### [YOUR GOAL]
Nothing in the listing below should change; retype it as is.

◇ ◇ ◇

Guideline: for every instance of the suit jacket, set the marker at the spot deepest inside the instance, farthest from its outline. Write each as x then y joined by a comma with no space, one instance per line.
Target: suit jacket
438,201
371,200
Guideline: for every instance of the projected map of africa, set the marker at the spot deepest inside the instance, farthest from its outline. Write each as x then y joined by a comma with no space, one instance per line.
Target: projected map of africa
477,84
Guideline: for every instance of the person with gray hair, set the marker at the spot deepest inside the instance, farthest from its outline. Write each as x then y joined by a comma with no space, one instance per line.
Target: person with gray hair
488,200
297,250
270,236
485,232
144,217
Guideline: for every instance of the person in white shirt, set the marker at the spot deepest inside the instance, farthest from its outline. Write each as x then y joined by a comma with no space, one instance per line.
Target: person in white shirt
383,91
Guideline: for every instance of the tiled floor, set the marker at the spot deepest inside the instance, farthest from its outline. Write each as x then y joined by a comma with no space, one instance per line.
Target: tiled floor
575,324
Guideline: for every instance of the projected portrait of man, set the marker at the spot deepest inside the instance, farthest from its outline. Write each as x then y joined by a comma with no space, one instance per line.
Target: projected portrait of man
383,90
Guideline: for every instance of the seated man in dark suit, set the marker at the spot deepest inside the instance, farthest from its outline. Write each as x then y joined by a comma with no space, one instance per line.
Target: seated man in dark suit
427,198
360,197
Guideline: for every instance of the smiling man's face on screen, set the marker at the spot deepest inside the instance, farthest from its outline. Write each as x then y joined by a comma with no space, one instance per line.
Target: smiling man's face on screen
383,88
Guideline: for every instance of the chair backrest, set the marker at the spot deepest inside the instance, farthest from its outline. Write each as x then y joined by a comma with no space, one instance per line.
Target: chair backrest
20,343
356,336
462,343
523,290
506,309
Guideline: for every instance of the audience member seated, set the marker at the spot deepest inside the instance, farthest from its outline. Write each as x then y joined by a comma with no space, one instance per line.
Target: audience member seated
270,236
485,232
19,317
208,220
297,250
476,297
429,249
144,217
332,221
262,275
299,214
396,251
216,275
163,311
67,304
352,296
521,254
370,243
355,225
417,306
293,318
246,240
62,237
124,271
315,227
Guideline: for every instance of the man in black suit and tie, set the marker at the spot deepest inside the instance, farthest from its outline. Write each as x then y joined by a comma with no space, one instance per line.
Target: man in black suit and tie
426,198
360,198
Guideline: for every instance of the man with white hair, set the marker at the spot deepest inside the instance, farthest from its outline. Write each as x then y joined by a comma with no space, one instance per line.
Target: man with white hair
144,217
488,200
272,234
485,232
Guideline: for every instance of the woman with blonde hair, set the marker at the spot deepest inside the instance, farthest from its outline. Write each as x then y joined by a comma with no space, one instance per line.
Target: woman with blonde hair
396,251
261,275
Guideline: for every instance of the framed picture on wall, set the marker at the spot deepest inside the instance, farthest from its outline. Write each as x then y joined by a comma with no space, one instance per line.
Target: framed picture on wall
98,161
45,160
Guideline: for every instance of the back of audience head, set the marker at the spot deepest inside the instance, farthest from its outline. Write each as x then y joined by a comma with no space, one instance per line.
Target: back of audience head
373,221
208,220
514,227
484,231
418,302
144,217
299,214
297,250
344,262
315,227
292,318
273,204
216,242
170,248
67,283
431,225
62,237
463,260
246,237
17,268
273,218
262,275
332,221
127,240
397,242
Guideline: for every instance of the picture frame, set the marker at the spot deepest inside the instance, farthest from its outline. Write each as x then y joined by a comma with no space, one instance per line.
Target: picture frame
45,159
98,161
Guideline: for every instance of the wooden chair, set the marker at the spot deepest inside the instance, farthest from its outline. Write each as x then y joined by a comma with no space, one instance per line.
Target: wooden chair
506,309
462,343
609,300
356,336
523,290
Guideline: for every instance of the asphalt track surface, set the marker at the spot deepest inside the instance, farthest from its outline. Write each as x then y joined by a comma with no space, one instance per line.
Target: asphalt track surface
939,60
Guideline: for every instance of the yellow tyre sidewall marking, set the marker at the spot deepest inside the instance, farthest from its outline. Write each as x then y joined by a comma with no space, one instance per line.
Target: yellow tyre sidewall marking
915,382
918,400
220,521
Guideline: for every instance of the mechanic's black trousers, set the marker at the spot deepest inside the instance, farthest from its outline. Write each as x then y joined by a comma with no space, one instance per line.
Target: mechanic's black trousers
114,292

◇ ◇ ◇

### [WRITTEN RESPONSE]
Guideline: for every instance of the suit jacket, set the marker at the spot deepest inside the instance, farthest from its outline. Write each as x then y joined by a comma with no space, one instance per line.
Target: suit jacket
438,201
371,200
Guideline: for every instance of the projected map of africa, set the marker at the spot deepest inside the instance, farthest from its outline. Write each as x then y joined by a comma with no space, one instance per line.
Target: projected map of africa
477,84
Guideline: for every instance of the person with gray hair, set the marker at the spot deepest inside the instance, farthest from its outline. Write each as x then y joined by a comma with no space, one instance per line.
Target: person with gray hair
488,200
297,250
270,236
485,232
144,217
Guideline: for every instance of the person in white shirt, set the marker at the spot deepest inside the instance, farthest from its outline. Write each as x then y joined by a comma with no space, one instance per line.
Target: person in white shirt
383,91
Guideline: for every instance of the tiled floor, set the marker at the spot deepest inside the instance, farthest from its outline. Write each as x then y joined by a comma with no space, one instance per line.
Target: tiled floor
575,324
Guideline: for every instance of the projected portrait of man, set the marker at the spot deepest inside the instance, farthest from its outline. Write each as x then y joined by a comma with no space, one instance per line.
Target: projected portrait of man
383,90
Guideline: for every instance of the seated man in dark suit, set the marker at the spot deepest inside the instance, farthest from its outline. Write each as x then y joined by a comma with no space, one instance per line.
Target: seated man in dark suit
427,198
360,197
Guideline: for every instance of the smiling man's face on screen, set the marker at the spot deepest inside the instance, farthest from its outline. Write each as x then y joined by a comma with no space, one instance per line.
Target: smiling man's face on screen
383,88
Guideline: for every instance of the chair backrest, set the marker at the spot deepest inside the instance, farthest from its outline. Write each as x then y joined by a comma with no space, one instance per line.
Target: chair backrest
20,343
356,336
462,343
523,290
506,309
Guideline: for every instance of the audience member seated, set the marker at the spot deepest inside the instance, farthest from its outline. Write each as x then y joined by a comma with no space, one instance per line.
Target: audience member seated
270,236
485,232
19,317
208,220
297,250
476,297
429,249
144,217
332,221
262,275
299,214
396,251
216,275
163,311
67,304
352,296
521,254
370,243
355,225
417,306
293,318
246,240
62,237
124,271
315,227
Guideline: for every instance of the man in black suit and tie, set the marker at the spot deepest inside the instance, farthest from its outline. Write each as x then y joined by a comma with no space, one instance per line.
Target: man in black suit and tie
426,198
360,198
Guideline: for every instance of the man with white hair, set the marker at the spot deepest inside the instance, farthest from its outline. Write each as x then y joined by a comma with no space, one instance per line.
Target: man with white hair
144,217
488,200
272,234
485,232
Guideline: for every instance of the woman with blonde hair, set the marker at the spot deepest inside the instance, farthest from its outline. Write each as x then y joined by a comma with no space, one instance per line.
Target: woman with blonde hair
396,251
261,275
Guideline: for every instance of the framed picture on wall, set the marker at the spot deepest inside the instance, farthest from its outline. Write each as x then y joined by a comma with no space, one instance per line.
Target: framed picture on wall
98,161
45,160
Guideline: for every instance of the back of audience head, set the marker at the spot deepest inside the instance, farthest from its outline. Write each as x then y joined by a comma with no space, one instance per line.
Target: back of audience head
373,221
208,220
514,227
484,231
418,302
144,217
299,214
297,250
344,262
315,227
292,318
273,204
216,242
170,248
67,283
431,225
62,237
463,260
246,237
17,268
273,218
262,275
332,221
127,240
397,242
Guideline: for every instance of the picture frame, set the marker at the spot deepest inside the instance, farthest from its outline. Write each as x then y joined by a comma with no space, one instance per line.
Target: picture frame
45,159
98,161
Guideline: for every instance of the wooden chair, set the marker at the spot deepest inside the instance, farthest from its outline. Write each as x then y joined by a comma with no space, one instance per line.
Target: wooden chair
506,309
462,343
609,300
356,336
523,290
Guideline: for every instance of the asphalt track surface, set the marker at the spot deepest inside the instance, farthest from its outline. Write each as x then y joined by a comma with no space, one instance per line.
Target: asphalt track surface
939,60
Guideline: for every instance of the yellow tyre sidewall marking, set the marker at the spot deepest inside the instance, farthest from its outline. Write each as x then y joined by a comma with no space, one instance per line.
Target: yellow tyre sidewall marking
915,382
918,400
220,521
Guideline: for every instance of the mechanic's black trousers, set the marker at the spot deepest inside the instance, farthest from its outline. Write each as x then y joined by a comma with no space, one instance per line.
Target: mechanic's black trousers
114,292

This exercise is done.